Record list —
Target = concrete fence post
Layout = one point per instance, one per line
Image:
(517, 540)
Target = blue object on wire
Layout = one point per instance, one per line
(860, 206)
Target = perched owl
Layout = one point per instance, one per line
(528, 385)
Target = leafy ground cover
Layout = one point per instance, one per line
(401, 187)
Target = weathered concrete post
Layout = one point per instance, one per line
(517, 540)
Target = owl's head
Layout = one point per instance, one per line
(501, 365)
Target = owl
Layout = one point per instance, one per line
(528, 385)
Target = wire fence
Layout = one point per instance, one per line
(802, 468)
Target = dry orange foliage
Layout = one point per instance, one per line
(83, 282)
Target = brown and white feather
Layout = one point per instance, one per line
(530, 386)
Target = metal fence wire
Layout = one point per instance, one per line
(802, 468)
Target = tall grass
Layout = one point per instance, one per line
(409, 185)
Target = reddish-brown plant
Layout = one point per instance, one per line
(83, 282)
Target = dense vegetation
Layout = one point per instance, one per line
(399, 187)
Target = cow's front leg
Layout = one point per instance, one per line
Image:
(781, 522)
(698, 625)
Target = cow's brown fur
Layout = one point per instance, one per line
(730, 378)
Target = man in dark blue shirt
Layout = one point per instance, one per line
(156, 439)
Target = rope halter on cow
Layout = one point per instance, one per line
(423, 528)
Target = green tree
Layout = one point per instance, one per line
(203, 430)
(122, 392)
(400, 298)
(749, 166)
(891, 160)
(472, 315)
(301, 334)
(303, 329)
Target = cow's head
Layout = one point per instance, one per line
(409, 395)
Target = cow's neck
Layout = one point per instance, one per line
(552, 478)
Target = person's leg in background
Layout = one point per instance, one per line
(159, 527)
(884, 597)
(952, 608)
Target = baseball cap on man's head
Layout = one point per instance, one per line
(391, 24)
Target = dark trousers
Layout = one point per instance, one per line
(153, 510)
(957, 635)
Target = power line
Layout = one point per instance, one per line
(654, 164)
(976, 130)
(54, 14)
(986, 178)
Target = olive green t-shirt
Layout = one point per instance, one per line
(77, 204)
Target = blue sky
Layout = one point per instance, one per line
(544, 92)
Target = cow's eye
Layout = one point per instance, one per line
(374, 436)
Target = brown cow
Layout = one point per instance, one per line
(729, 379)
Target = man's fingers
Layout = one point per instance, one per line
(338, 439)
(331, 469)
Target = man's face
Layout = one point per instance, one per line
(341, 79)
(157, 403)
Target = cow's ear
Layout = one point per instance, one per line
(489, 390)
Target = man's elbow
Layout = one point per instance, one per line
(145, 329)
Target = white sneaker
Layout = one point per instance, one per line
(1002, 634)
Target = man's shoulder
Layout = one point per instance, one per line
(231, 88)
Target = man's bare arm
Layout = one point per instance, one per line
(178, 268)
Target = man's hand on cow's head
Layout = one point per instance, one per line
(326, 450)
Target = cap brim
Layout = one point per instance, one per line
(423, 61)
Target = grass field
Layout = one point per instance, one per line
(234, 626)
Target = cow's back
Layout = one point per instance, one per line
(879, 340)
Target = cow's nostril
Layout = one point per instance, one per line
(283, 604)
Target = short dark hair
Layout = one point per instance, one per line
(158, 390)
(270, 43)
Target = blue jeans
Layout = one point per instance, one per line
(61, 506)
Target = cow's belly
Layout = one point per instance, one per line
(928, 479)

Stated problem —
Please rewrite every line from the one with "Target = cow's nostril" through the last line above, shifting each coordinate by -3 and leaving everything else unchanged.

The result —
Target = cow's nostril
Layout = one point per instance, one per line
(280, 601)
Target = short dark hair
Layout = one point per instance, one per line
(155, 387)
(267, 40)
Target = blue jeans
Layout = one point per instance, one per line
(58, 503)
Target = cow's belly
Layout = one point per instance, one per line
(925, 476)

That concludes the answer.